Extrait:
______________________________
Préparation des examens : les conseils concrets d'un spécialiste pour réviser son bac sereinement
Comment réussir à rester le plus serein possible pendant la préparation d'un examen aussi crucial que le baccalauréat ? Linternaute.com a posé la question au psychiatre Frédéric Chapelle, expert des situations de stress.
Comment ne pas craquer à l'heure de la préparation des examens du baccalauréat ? En plus des révisions de dernière minute, il faut savoir gérer le stress, la fatigue, le sommeil et la concentration, quatre éléments de plus en plus cruciaux à mesure que le jour-J approche. Pour Frédéric Chapelle, psychiatre au Centre de Thérapie Comportementale et Cognitive de Toulouse, il est possible de faire de ces sensations, y compris les plus négatives, des alliées en vue des épreuves du baccalauréat. Spécialiste du stress et de la préparation aux examens de fin d'année, il est notamment l'auteur de "Traiter l'anxiété - 11 cas pratiques enfants et adultes en TCC" (ed. Dunod). Dans cette période intense pour les lycéens, il a accepté de nous répondre. Voici comment mettre toutes les chances de son côté pour réviser plus sereinement.
En résumé :
- Pour gérer le stress : se dire que le stress est normal face à l'enjeu, et que ce stress nous aide à la base à affronter la situation. Apprendre à s'arrêter de travailler une demi-heure pour s'aérer et/ou se défouler (appel à un ami, footing...). Se rappeler, enfin, qu'on a déjà fait la plus grosse partie du travail en suivant les cours pendant l'année.
______________________________
Données de travail:
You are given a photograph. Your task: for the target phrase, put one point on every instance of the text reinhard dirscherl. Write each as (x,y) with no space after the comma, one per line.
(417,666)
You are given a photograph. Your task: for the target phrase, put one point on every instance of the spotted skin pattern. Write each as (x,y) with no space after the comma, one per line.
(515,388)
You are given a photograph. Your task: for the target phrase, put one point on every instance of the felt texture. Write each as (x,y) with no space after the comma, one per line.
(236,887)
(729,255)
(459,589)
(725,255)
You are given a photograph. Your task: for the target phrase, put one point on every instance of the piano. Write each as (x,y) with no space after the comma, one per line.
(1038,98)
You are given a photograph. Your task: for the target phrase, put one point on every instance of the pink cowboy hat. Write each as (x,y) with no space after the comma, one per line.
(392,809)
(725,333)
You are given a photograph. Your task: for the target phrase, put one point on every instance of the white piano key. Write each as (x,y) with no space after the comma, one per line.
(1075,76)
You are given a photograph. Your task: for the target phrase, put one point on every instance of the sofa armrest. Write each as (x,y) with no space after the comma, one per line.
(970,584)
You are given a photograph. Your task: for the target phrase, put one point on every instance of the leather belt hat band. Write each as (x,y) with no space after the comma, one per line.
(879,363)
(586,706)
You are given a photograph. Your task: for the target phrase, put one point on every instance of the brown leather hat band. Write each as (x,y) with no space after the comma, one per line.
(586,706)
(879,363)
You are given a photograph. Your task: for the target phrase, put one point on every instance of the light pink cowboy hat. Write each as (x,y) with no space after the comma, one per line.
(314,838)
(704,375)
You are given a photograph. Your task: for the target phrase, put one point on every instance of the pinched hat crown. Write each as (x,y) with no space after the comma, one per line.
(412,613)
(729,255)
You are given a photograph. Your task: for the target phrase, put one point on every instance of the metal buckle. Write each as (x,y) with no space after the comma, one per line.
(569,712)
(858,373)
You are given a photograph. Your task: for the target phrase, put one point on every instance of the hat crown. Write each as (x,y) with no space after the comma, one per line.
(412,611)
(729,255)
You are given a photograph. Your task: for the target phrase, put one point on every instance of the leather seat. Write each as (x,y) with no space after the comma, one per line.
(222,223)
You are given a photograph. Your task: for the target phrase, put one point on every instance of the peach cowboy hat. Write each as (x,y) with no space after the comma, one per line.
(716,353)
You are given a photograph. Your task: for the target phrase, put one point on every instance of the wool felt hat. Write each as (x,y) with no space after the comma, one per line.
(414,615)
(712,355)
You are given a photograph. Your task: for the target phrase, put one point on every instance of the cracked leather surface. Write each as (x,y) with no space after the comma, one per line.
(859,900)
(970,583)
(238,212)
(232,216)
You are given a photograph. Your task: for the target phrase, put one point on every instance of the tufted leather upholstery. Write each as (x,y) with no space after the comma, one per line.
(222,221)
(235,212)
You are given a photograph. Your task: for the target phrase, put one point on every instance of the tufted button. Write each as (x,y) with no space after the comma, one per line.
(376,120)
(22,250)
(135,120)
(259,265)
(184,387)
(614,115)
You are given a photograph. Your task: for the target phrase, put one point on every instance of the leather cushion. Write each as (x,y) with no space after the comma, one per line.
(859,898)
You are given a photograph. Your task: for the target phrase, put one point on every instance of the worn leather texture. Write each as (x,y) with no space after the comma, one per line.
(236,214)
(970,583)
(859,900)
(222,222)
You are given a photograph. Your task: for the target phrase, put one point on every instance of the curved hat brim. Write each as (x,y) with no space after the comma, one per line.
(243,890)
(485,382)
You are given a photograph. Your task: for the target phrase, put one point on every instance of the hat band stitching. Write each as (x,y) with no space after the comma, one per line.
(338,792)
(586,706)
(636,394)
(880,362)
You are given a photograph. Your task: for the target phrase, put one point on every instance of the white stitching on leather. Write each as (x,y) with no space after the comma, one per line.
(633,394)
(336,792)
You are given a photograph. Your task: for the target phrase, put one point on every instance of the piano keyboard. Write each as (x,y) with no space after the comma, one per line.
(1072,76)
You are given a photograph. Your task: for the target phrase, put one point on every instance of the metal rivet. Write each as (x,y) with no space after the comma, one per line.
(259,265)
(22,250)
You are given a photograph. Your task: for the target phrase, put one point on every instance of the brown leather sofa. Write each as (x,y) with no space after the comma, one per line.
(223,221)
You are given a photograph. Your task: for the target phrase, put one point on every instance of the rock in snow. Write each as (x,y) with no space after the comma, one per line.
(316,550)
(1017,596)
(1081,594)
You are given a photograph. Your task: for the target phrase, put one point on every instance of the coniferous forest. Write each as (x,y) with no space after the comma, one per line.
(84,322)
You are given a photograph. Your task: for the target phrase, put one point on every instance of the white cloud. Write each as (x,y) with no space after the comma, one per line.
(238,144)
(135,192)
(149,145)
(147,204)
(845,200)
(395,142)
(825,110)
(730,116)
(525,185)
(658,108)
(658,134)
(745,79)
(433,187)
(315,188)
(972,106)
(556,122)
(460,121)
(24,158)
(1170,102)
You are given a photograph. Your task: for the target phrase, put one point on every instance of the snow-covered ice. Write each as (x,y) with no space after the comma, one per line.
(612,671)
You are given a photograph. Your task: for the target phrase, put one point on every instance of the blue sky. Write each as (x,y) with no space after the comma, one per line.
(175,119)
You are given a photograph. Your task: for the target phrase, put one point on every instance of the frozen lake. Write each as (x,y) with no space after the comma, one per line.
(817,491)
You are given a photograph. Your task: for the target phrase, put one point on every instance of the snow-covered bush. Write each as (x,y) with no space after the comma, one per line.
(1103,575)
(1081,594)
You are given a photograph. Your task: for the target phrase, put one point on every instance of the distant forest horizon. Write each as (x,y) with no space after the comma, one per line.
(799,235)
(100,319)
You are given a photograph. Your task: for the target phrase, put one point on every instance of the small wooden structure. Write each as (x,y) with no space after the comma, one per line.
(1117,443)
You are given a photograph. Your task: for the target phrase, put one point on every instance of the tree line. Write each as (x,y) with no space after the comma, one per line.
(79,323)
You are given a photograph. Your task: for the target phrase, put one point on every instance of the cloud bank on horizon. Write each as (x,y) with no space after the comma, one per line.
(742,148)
______________________________
Tâches:
A. Répondez aux questions suivantes à partir de l'article sur la préparation du baccalauréat :
(i) Dans quelle ville se trouve le Centre de Thérapie Comportementale et Cognitive où exerce Frédéric Chapelle ?
(ii) Quels sont les quatre éléments qu'il faut savoir gérer pendant les révisions ?
(iii) Combien de temps l'article recommande-t-il de s'arrêter de travailler pour s'aérer ou se défouler ?
B. Réécrivez les lignes du listing, de la ligne contenant « of the tree » jusqu'à la fin du listing, en remplaçant « target phrase » par « target expression » et en laissant tout le reste inchangé.

Réponses:
A.
(i) À Toulouse.
(ii) Le stress, la fatigue, le sommeil et la concentration.
(iii) Une demi-heure.

B.
You are given a photograph. Your task: for the target expression, put one point on every instance of the tree line. Write each as (x,y) with no space after the comma, one per line.
(79,323)
You are given a photograph. Your task: for the target expression, put one point on every instance of the cloud bank on horizon. Write each as (x,y) with no space after the comma, one per line.
(742,148)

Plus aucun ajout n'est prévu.